### Record set
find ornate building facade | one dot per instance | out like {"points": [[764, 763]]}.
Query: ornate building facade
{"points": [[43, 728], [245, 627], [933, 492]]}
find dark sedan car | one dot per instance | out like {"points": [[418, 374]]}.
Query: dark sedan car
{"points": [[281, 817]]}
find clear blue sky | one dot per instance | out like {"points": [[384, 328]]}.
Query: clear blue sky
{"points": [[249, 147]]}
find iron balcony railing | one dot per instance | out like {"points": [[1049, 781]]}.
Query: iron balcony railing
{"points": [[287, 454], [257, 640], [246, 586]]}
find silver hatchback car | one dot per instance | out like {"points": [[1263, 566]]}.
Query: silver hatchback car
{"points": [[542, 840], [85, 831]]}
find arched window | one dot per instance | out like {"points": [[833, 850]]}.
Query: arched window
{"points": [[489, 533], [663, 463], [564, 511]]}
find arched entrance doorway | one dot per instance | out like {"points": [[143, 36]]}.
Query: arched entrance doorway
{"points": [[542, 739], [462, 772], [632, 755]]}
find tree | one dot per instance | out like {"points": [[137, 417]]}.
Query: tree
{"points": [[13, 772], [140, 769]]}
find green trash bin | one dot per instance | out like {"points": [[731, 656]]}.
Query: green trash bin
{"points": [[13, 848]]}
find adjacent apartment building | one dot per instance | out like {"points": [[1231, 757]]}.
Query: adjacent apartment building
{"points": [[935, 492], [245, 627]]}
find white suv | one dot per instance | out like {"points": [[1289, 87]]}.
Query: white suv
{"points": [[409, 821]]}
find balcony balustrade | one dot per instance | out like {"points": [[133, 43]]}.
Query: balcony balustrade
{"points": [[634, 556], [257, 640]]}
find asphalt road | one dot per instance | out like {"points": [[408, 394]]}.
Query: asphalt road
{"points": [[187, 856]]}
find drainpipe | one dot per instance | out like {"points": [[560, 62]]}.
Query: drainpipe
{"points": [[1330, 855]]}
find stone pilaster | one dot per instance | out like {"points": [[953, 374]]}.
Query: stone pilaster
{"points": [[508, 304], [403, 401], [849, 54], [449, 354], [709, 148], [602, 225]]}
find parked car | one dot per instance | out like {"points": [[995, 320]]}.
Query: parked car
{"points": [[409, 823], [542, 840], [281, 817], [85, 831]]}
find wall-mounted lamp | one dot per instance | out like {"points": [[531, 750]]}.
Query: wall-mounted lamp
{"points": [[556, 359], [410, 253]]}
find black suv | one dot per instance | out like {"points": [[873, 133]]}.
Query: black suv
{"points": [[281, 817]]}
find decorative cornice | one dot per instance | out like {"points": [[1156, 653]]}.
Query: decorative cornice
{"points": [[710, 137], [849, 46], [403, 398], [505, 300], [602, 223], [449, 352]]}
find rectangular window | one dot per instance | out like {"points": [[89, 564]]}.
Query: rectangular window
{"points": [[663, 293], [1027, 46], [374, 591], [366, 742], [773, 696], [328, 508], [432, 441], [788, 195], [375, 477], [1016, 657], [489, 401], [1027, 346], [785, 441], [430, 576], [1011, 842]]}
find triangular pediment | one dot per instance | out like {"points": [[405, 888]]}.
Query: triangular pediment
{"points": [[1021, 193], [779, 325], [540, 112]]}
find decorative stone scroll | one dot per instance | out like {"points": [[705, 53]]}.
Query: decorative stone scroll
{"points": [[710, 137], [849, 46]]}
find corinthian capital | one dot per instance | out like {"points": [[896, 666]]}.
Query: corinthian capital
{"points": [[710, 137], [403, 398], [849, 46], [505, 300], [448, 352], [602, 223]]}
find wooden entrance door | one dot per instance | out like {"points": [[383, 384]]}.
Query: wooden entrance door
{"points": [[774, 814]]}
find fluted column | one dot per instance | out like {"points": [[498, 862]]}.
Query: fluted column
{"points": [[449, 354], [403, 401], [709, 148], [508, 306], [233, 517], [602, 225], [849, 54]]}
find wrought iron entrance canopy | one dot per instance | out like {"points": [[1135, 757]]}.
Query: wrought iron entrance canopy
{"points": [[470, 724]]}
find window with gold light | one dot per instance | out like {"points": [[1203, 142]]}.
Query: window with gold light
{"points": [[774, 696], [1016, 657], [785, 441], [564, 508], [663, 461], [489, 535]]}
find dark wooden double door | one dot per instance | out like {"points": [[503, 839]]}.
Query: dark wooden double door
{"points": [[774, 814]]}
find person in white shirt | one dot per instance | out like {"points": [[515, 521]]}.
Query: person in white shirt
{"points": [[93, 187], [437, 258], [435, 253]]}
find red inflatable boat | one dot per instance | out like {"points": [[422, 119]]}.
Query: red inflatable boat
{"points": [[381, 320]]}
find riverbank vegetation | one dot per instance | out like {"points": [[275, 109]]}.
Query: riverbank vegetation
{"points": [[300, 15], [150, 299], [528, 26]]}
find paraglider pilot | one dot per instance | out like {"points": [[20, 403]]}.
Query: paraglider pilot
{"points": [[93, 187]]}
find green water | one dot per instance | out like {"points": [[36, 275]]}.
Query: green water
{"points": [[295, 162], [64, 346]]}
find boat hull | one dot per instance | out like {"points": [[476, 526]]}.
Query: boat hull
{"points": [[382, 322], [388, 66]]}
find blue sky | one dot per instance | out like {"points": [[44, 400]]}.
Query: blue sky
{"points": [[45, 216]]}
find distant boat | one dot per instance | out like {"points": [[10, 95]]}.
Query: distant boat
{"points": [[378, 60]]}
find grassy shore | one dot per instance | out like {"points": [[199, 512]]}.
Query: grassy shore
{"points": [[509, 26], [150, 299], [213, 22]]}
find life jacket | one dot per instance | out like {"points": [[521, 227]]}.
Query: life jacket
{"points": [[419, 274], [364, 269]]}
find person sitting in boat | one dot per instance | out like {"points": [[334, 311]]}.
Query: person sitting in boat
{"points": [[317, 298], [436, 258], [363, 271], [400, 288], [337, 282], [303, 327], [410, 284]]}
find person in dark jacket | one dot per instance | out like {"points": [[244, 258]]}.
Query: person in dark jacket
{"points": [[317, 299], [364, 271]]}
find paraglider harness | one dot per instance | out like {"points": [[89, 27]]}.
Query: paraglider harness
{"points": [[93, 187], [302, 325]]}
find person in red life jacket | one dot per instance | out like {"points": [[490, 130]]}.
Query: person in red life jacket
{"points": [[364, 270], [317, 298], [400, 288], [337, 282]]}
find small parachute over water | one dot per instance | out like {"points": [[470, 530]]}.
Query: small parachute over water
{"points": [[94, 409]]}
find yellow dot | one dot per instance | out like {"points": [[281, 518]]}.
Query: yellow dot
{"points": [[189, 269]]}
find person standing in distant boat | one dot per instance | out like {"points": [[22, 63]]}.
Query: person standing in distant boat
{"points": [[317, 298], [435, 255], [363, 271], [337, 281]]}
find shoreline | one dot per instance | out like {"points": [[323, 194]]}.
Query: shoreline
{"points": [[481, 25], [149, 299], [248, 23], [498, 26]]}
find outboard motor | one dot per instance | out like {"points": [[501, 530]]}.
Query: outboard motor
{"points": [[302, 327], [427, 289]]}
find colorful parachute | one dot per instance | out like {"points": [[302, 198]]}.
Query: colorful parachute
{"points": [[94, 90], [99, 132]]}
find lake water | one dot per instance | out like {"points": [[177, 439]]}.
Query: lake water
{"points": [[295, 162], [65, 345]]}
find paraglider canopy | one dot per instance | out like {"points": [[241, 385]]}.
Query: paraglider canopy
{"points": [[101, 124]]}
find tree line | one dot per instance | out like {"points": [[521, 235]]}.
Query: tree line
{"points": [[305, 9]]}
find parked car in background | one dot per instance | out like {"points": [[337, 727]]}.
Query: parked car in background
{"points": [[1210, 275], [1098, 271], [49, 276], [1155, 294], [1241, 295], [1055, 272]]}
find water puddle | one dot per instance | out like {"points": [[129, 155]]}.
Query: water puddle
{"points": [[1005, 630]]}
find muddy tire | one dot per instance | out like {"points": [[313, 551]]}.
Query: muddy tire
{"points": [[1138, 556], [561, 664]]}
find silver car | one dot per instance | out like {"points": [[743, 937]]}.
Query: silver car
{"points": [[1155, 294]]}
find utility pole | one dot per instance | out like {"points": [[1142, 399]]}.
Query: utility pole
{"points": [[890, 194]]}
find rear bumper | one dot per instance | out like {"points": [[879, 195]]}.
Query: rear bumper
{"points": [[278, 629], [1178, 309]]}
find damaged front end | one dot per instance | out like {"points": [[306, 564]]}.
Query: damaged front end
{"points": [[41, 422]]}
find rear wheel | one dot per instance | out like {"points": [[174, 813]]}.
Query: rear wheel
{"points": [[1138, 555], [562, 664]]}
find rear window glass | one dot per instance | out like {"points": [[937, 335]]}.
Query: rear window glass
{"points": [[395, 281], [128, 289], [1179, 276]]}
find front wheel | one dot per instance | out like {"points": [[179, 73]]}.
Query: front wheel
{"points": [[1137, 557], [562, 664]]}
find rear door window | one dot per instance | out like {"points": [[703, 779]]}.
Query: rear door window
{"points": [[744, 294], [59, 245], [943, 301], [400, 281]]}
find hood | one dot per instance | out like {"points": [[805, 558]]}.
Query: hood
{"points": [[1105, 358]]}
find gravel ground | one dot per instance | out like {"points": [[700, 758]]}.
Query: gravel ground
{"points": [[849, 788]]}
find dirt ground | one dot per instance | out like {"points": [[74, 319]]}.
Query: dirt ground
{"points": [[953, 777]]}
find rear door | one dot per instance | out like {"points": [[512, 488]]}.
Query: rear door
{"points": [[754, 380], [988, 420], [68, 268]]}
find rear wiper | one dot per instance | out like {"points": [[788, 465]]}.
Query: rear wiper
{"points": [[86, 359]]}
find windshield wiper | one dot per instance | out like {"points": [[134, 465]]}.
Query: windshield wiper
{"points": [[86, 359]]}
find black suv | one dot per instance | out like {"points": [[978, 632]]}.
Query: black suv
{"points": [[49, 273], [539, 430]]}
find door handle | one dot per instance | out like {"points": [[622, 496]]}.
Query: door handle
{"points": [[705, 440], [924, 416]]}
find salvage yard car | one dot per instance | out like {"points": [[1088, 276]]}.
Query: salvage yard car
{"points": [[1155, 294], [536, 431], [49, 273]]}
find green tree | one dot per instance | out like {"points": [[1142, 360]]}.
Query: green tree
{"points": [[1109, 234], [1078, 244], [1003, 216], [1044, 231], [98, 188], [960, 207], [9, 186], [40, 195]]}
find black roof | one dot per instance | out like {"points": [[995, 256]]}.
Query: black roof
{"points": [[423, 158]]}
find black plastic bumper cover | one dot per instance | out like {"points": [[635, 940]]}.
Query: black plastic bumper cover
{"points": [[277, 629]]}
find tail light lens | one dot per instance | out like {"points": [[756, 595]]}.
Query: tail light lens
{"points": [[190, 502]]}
######
• What to work on: Scan the listing above for the line that has "Query: decorative cornice", then copy exactly from that line through the line that has "find triangular pediment".

• Expected answer:
Query: decorative cornice
{"points": [[710, 137], [849, 46], [403, 398], [505, 300], [602, 223], [449, 352]]}
find rectangular window | one dot per instance | out like {"points": [[89, 564]]}.
Query: rectangular window
{"points": [[663, 293], [1027, 46], [374, 591], [366, 742], [773, 696], [328, 508], [432, 441], [788, 195], [375, 477], [1016, 657], [489, 401], [1027, 346], [785, 441], [430, 576], [1011, 842]]}
find triangular pediment | one dot per instance | out like {"points": [[405, 888]]}.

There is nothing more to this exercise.